EXTRACT TO READ →
Material and methods

Subjects

The study was conducted on a sample of 60 school-children from two primary schools in Zagreb, Croatia. The same group of children was measured at two different time points: 76 children were first measured in first grade (age 7), and 60 of these children were measured again in fifth grade (age 11), resulting in a retention rate of 78.95%. Dropouts were due to relocation to a different school or illness on the day of the second measurement.

Procedure

The study was conducted using a parent questionnaire, anthropometric measurements, and kinematic analysis. The questionnaire collected basic data such as age, sex, and schoolbag-carrying habits. Height, body mass, and schoolbag weight were measured using standardised methods.

All measurements were conducted in the school gymnasium at 8:00 a.m. before the start of lessons. Each measurement session lasted approximately 10 minutes per child, and the full procedure was completed within four hours. Students were barefoot but wearing socks. The same schoolbag with a predetermined average weight was used for all participants. The average weight of the schoolbag was calculated based on the school-bags of all children included in the study. The schoolbag was then filled with books, notebooks, and school supplies to match the average calculated mass. The school-bag was a common model used, with adjustable straps, a firm backrest, and no plastic frame. The same bag and weight were used across all participants to ensure consistency. The straps were adjusted for comfort based on the children’s preferences before recording.

A total of six measurers conducted the procedures: one physiotherapist with seven years of experience, one kinesiologist with 20 years of experience (both present at both time points), and four different graduate students of physiotherapy, who assisted at different time points.

Anthropometrics

Anthropometric data included height and body mass, measured using a Harpenden anthropometer (Holtain Limited, Crosswell, United Kingdom) and a ground reaction measurement platform (Kistler Quattro Jump, Type 9290AD, Kistler Group, Winterthur, Switzerland). BMI was calculated as body mass (kg) divided by height squared (m²). The average weight of the schoolbags was determined by weighing all students’ schoolbags. All anthropometric measurements were performed according to standardised procedures [10].

Kinematics

The study measured changes in centre of gravity (CoG), CV angle, and CC angle. A Pentax K20D digital camera (Pentax, Tokyo, Japan) mounted on a tripod was used to capture videos. The camera was positioned 12 metres from the subject to capture a full-body view. Reflective markers were placed on key anatomical points, as required by the kinematic analysis software. The children stood at pre-marked positions and were measured in two conditions: without and with the schoolbag.

AVAILABLE DATA →
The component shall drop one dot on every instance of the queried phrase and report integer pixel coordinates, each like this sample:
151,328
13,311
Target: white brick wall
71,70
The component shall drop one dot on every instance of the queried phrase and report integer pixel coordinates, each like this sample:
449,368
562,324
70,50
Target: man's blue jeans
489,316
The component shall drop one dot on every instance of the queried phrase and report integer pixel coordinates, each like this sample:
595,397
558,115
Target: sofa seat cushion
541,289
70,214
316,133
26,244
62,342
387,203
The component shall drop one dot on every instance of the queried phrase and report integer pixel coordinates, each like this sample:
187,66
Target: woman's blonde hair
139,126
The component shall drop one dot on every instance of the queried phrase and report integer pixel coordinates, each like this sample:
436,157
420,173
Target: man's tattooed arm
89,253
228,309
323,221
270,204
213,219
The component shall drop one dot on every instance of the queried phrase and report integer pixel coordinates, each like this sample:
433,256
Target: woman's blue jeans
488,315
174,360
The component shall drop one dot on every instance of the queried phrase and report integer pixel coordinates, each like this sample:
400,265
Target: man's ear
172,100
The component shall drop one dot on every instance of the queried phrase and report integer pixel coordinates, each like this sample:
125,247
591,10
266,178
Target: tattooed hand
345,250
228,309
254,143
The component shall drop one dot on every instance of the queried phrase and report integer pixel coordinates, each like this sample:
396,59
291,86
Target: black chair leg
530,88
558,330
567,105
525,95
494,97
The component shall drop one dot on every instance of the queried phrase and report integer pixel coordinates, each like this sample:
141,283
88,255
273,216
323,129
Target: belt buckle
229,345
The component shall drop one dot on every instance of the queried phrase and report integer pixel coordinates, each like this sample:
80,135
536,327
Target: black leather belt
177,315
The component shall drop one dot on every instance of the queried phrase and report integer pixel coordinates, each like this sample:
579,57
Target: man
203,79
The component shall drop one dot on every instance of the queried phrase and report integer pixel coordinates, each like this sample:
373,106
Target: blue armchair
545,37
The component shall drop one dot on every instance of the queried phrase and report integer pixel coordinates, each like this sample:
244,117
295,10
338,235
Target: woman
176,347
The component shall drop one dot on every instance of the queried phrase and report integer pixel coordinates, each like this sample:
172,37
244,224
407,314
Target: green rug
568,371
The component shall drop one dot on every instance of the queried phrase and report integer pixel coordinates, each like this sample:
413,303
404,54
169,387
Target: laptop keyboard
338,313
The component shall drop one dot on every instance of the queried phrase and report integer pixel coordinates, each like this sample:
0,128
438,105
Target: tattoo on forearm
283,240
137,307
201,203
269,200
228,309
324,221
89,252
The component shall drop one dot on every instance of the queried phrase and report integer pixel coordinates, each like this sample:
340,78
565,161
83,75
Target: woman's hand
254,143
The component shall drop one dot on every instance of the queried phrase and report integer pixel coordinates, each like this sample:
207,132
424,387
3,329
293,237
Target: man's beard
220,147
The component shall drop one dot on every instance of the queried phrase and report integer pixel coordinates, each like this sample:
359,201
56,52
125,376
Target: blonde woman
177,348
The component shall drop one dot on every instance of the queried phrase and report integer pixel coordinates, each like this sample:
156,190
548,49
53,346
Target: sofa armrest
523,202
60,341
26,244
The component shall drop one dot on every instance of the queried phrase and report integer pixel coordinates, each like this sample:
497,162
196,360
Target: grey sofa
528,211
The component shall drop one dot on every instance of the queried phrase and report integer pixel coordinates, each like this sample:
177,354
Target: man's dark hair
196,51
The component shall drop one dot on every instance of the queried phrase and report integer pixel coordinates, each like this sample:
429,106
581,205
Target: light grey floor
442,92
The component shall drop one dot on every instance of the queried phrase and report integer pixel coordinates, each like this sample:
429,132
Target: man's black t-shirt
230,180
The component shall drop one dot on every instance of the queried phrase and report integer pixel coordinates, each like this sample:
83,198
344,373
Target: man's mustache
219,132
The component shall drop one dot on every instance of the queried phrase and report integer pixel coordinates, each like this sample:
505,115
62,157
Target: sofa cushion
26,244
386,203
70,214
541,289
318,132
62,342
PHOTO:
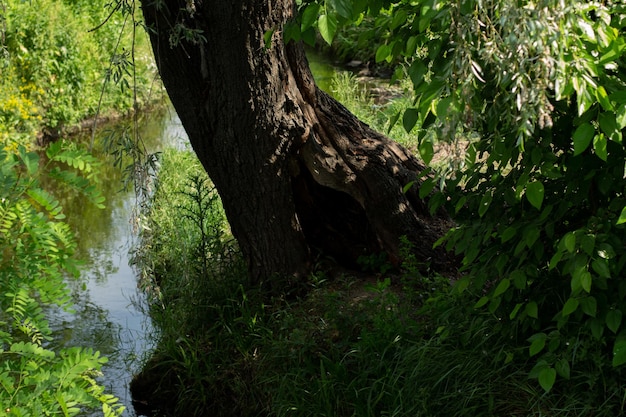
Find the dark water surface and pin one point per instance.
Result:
(109, 307)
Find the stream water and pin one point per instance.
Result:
(109, 308)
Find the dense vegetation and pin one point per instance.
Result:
(532, 94)
(59, 66)
(54, 73)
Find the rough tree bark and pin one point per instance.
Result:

TASK OBJECTIVE →
Quote the stretch of the schoolbag methods text from "The study was conducted using" through "using standardised methods.". None of the lines above is needed.

EXERCISE SOLUTION →
The study was conducted using a parent questionnaire, anthropometric measurements, and kinematic analysis. The questionnaire collected basic data such as age, sex, and schoolbag-carrying habits. Height, body mass, and schoolbag weight were measured using standardised methods.